• _STATED GOAL_: Reproduce each of the records below verbatim, from first line to last.

※

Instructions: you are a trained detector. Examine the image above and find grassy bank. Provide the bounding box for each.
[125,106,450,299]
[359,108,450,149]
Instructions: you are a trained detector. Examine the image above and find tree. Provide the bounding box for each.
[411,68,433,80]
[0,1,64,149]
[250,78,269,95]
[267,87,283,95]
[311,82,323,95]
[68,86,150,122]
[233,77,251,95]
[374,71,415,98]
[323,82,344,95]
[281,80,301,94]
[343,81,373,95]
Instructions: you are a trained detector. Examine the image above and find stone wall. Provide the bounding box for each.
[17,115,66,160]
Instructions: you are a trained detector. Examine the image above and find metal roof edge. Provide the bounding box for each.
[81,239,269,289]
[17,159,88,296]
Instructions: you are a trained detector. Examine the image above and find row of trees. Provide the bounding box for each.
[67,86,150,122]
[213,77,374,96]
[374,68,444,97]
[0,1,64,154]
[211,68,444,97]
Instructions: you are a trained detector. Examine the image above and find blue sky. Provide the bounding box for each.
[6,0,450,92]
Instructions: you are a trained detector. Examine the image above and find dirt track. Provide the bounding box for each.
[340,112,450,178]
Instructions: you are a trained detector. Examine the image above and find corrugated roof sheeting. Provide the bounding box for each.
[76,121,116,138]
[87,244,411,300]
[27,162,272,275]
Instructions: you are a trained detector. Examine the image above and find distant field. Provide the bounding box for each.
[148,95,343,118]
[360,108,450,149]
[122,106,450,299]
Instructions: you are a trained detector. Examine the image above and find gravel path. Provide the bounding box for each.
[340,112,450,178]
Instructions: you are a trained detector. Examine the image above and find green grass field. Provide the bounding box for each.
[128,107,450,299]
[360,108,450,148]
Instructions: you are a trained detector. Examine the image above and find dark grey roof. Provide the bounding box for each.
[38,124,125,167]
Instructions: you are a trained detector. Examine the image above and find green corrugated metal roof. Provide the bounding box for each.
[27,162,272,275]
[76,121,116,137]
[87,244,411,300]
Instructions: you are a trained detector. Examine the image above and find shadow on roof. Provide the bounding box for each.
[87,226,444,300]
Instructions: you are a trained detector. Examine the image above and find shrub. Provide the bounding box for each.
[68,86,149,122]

※

• _EXPECTED OUTPUT_:
Instructions: you are a trained detector. Examine the image above and find grassy bank. Provide the bounding box for each.
[125,106,450,299]
[359,108,450,149]
Instructions: you are a trained detector. Examine the image above and find tree. Provide the bounding box for each.
[411,68,433,80]
[0,1,64,149]
[250,78,269,95]
[267,87,283,95]
[311,82,323,95]
[68,86,150,122]
[233,77,251,95]
[374,71,415,98]
[323,82,344,95]
[281,80,301,94]
[343,81,373,95]
Instructions: you are a trained detector. Examine the image above and find stone wall. Provide the bounding box for each.
[17,115,66,160]
Instructions: you are a trained detector. Examine the image above and find metal roof edge. Provide the bounding box for each.
[81,239,269,289]
[17,159,88,296]
Instructions: you are a trained detector. Examine the image above and find row of trees. Provide the bounding box for each.
[67,86,150,122]
[213,77,374,96]
[374,68,444,97]
[0,1,64,154]
[211,68,444,97]
Instructions: you are a trained detector. Examine the image above and find blue sky. Provide the bounding box for each.
[6,0,450,92]
Instructions: you are a trained detector. Examine the image above and find dirt track. Provide the bounding box for each.
[340,112,450,178]
Instructions: you are a trained detector. Examine the image above and find corrugated roof sheeting. Provide the bounding box for each.
[76,121,116,138]
[87,244,411,300]
[27,162,272,275]
Instructions: you are a trained detector. Examine the image above and find distant field. Provide the bounding box for each.
[148,95,343,118]
[360,108,450,149]
[122,106,450,299]
Instructions: you are a trained detector. Examine the image above and find gravel path. Provide the bounding box for each.
[340,112,450,178]
Instructions: you are a trained detector. Examine the image above and find green grass field. Provide the bounding box for each.
[128,107,450,299]
[360,108,450,148]
Instructions: you are a trained detector. Examine the image above and find dark grey roof. Provide the bounding box for each.
[38,124,125,167]
Instructions: you are a trained detector. Examine the image above and find green corrugated metal roof. Provide the bounding box for each.
[27,162,272,275]
[76,121,116,137]
[87,244,411,300]
Instructions: you are a trained detector. Examine the image above and find shadow on roof. Provide the bounding box for each.
[87,226,444,300]
Instructions: you are a trained detector. Examine the image above and find shrub. Provide the bounding box for each.
[68,86,149,122]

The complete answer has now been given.